TASK DATA:
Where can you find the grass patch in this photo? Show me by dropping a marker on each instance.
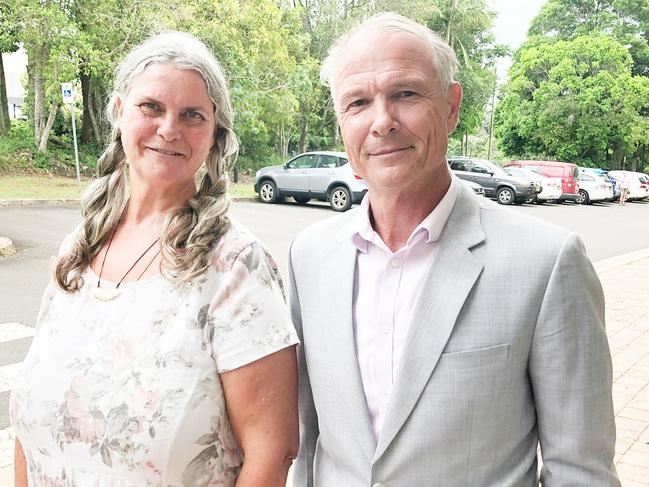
(17, 187)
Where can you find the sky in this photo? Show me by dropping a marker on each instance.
(511, 24)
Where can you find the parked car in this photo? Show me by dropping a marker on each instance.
(593, 188)
(325, 176)
(568, 172)
(477, 189)
(638, 183)
(533, 178)
(496, 182)
(603, 173)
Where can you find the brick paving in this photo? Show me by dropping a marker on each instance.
(626, 288)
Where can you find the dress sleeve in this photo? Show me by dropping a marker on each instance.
(250, 316)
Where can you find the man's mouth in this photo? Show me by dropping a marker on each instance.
(387, 150)
(166, 152)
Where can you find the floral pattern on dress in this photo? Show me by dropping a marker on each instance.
(127, 392)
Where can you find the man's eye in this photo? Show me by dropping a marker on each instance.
(406, 94)
(194, 116)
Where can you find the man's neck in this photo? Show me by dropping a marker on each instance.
(395, 216)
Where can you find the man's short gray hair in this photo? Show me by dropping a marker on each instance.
(442, 56)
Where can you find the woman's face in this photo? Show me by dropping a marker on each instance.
(168, 125)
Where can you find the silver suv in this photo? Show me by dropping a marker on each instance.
(325, 176)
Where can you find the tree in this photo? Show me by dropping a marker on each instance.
(625, 20)
(48, 35)
(8, 43)
(107, 29)
(572, 100)
(466, 26)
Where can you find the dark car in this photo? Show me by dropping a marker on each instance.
(496, 182)
(323, 175)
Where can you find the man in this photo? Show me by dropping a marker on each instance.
(443, 338)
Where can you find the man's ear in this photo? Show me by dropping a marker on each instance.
(454, 100)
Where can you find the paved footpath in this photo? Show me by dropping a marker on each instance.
(626, 286)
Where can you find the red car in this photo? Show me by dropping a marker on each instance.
(568, 172)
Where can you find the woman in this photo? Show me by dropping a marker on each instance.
(164, 353)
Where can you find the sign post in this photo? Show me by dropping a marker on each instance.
(68, 98)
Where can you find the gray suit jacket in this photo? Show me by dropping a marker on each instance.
(507, 351)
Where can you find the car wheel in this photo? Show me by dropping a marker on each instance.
(582, 198)
(505, 196)
(340, 199)
(268, 192)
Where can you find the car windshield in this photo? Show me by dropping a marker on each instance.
(497, 170)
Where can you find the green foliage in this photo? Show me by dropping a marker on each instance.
(466, 26)
(572, 100)
(271, 52)
(624, 20)
(18, 153)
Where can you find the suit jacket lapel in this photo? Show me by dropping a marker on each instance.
(337, 278)
(452, 276)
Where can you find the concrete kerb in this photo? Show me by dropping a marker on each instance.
(620, 260)
(6, 247)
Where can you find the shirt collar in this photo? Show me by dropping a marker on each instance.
(363, 234)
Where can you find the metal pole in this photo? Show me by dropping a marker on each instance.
(493, 109)
(76, 150)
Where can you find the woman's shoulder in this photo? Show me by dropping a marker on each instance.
(237, 243)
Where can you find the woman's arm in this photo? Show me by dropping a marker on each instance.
(20, 466)
(261, 399)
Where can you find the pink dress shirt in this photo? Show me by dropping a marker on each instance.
(387, 286)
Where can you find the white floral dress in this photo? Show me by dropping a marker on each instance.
(126, 393)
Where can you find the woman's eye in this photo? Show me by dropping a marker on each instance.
(358, 103)
(150, 108)
(194, 115)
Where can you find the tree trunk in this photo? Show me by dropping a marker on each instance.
(45, 135)
(5, 122)
(87, 134)
(92, 109)
(304, 124)
(39, 94)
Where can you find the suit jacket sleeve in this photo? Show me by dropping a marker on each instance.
(303, 472)
(571, 374)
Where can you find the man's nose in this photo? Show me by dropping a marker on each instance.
(385, 120)
(169, 127)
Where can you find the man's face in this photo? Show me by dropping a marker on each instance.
(394, 117)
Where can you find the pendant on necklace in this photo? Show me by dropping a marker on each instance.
(105, 294)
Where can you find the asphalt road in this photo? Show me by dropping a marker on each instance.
(607, 229)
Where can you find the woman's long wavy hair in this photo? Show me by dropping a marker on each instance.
(188, 233)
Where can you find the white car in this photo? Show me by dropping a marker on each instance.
(550, 187)
(593, 188)
(638, 183)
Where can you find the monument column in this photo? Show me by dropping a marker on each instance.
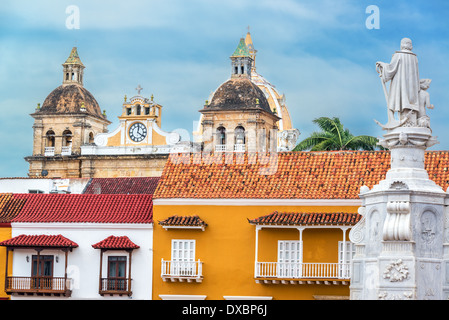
(400, 242)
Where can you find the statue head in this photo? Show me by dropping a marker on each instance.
(406, 44)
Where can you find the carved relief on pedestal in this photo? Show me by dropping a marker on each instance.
(406, 295)
(397, 222)
(396, 271)
(428, 232)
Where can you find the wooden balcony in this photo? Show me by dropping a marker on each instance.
(111, 286)
(189, 271)
(297, 272)
(38, 285)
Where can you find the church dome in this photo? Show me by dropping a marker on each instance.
(70, 99)
(238, 94)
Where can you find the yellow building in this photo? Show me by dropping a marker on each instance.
(9, 208)
(232, 226)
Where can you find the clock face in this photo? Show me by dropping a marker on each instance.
(137, 132)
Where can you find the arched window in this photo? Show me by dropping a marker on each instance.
(50, 138)
(221, 136)
(67, 138)
(239, 134)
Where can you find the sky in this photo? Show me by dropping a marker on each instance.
(320, 53)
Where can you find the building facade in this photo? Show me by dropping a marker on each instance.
(86, 246)
(72, 139)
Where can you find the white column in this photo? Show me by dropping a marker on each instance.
(256, 250)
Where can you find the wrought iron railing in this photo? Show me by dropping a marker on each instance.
(303, 270)
(37, 285)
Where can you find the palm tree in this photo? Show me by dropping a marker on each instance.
(335, 137)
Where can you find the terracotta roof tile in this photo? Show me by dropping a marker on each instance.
(9, 207)
(135, 185)
(114, 242)
(307, 218)
(84, 208)
(193, 221)
(53, 241)
(287, 175)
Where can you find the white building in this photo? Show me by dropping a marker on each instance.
(81, 246)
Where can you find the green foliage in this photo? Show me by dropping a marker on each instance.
(333, 136)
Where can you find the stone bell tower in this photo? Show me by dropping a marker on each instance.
(401, 249)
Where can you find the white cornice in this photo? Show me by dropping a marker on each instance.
(258, 202)
(59, 225)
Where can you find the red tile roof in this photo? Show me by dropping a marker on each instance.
(50, 241)
(301, 218)
(192, 221)
(289, 175)
(84, 208)
(9, 207)
(114, 242)
(135, 185)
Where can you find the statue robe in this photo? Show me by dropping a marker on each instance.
(404, 87)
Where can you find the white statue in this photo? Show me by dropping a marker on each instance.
(403, 73)
(424, 101)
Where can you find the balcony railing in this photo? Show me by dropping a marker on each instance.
(49, 151)
(115, 286)
(182, 270)
(239, 148)
(297, 270)
(30, 285)
(66, 151)
(220, 148)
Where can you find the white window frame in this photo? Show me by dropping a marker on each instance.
(289, 259)
(183, 257)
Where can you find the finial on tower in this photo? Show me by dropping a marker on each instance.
(139, 88)
(73, 69)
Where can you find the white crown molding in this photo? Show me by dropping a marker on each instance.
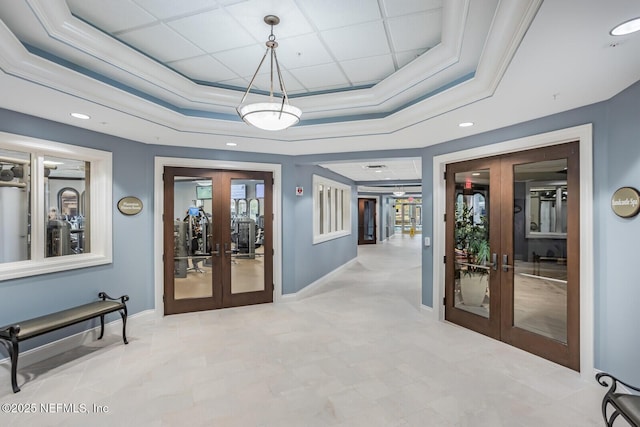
(512, 18)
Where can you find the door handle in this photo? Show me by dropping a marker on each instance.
(505, 262)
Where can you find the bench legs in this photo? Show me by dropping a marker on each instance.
(14, 365)
(123, 314)
(13, 350)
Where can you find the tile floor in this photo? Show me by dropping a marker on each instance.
(357, 353)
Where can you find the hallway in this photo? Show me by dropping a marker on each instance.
(358, 352)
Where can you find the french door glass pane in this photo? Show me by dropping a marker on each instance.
(193, 277)
(540, 248)
(471, 233)
(247, 250)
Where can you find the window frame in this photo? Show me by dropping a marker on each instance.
(100, 187)
(332, 207)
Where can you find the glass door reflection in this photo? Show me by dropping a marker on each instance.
(193, 275)
(540, 253)
(247, 238)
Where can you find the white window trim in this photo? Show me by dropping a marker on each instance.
(100, 187)
(329, 218)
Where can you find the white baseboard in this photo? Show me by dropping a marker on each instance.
(38, 354)
(316, 286)
(428, 311)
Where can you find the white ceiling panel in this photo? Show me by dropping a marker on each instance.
(263, 82)
(113, 15)
(161, 42)
(202, 68)
(320, 76)
(406, 7)
(250, 15)
(328, 14)
(366, 70)
(378, 170)
(416, 31)
(358, 41)
(302, 51)
(403, 58)
(243, 61)
(164, 9)
(213, 31)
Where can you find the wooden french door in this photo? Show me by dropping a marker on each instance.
(513, 250)
(217, 239)
(367, 224)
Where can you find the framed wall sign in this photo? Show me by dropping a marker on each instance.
(130, 205)
(625, 202)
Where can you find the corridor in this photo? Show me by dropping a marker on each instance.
(359, 351)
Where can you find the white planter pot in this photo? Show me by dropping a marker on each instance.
(473, 288)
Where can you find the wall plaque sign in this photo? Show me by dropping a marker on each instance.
(130, 205)
(626, 202)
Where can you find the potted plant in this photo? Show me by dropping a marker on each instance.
(472, 255)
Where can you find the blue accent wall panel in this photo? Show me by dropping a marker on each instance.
(314, 261)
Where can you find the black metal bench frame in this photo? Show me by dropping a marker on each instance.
(624, 404)
(11, 336)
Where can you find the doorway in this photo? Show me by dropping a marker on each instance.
(217, 244)
(513, 249)
(367, 221)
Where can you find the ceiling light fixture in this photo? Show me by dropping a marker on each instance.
(398, 191)
(628, 27)
(270, 115)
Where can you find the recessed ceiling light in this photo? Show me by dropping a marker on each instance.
(627, 27)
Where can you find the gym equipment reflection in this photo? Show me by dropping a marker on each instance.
(64, 215)
(218, 246)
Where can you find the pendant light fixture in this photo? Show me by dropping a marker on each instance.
(398, 191)
(270, 115)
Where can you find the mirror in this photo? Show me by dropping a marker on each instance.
(546, 204)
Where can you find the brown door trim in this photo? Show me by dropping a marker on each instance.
(501, 289)
(221, 234)
(361, 209)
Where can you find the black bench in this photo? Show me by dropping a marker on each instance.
(625, 404)
(11, 335)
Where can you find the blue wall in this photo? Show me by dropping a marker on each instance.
(616, 153)
(317, 260)
(616, 128)
(617, 296)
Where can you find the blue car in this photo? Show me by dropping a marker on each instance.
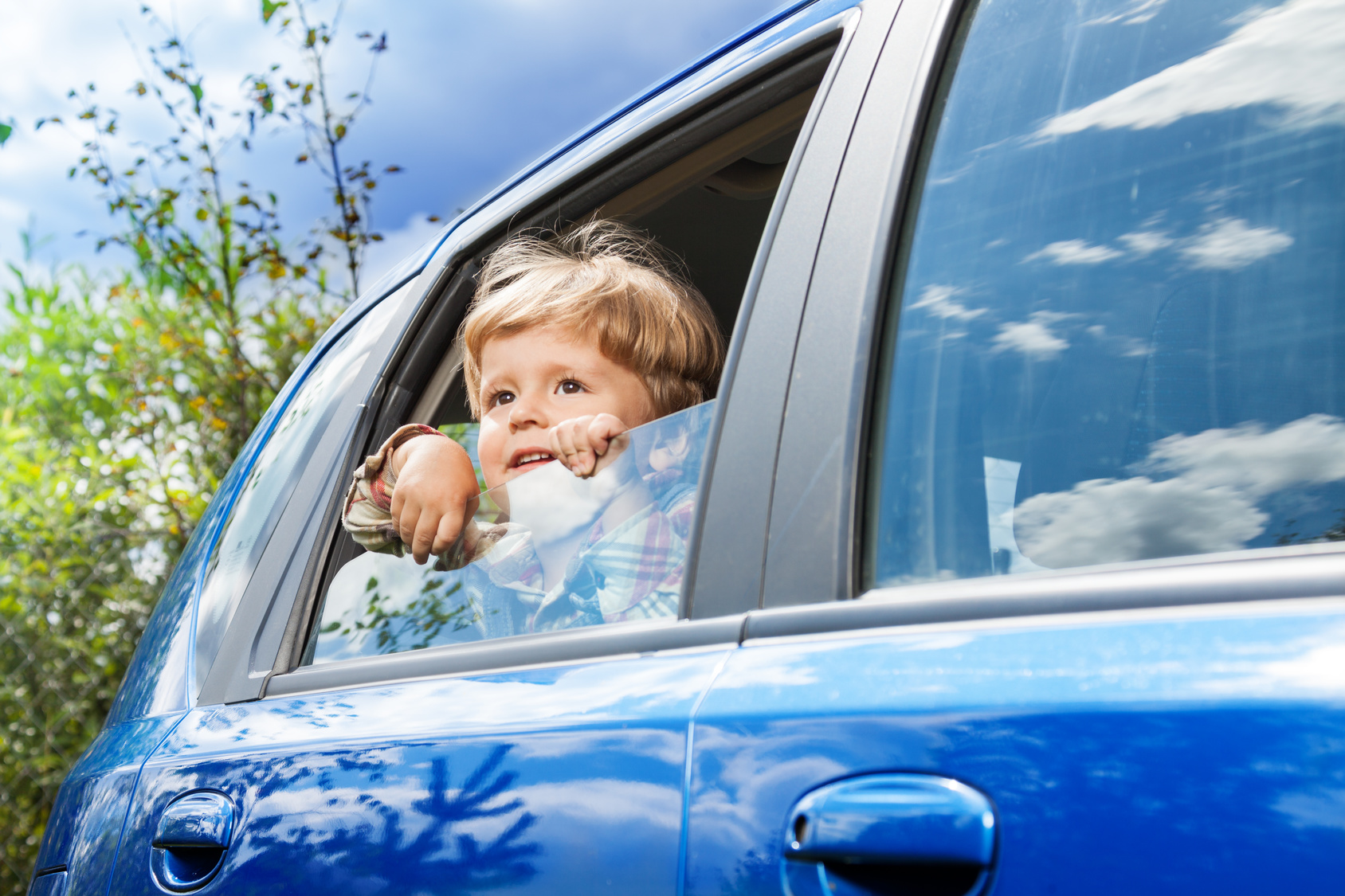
(1014, 556)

TASK GOAL:
Repeat the lines of the records verbatim, starting at the line containing "Where can you find the potted" and stopping after the final line. Images stay out.

RESPONSE:
Where can you find the potted plant in this photo? Show me by dropping a marker on each instance.
(472, 255)
Where can you find the blue accent wall panel in this photo? Show me by dropping a marker on each instance.
(314, 261)
Where can you find the black metal bench frame in this photo? Show me by dropping a marker on each instance.
(624, 404)
(11, 336)
Where can you find the doorway in this photo? Show me by dropping a marker on each instance.
(217, 244)
(513, 249)
(367, 221)
Where can you find the ceiling light fixture in this photo? Show me by dropping a marker on each instance.
(398, 191)
(628, 27)
(270, 115)
Where can you find the recessed ceiling light in this photo? Show me by dropping a marker on each instance.
(627, 27)
Where can you find the gym equipment reflection in this photo? Show me by dropping a marker on each instance.
(64, 215)
(218, 246)
Where can you find the pendant light fixture in this photo? Show me by dropping a marker on each instance.
(398, 191)
(270, 115)
Where can you find the mirror in this photo? Show me by dropping a marker on each instance.
(546, 204)
Where can you find the brown door trim in this photo? Show me by dropping a marker on each instance.
(501, 289)
(221, 234)
(361, 209)
Where can you find the black bench in this photo? Show me by dropping a marker on each instance.
(625, 404)
(11, 335)
Where can you find the blue wall in this photo? Show me by dropping a marker on each instance.
(616, 153)
(317, 260)
(616, 128)
(617, 296)
Where can you find the blue car in this photo? Show me by dropping a marker on each instance.
(1014, 556)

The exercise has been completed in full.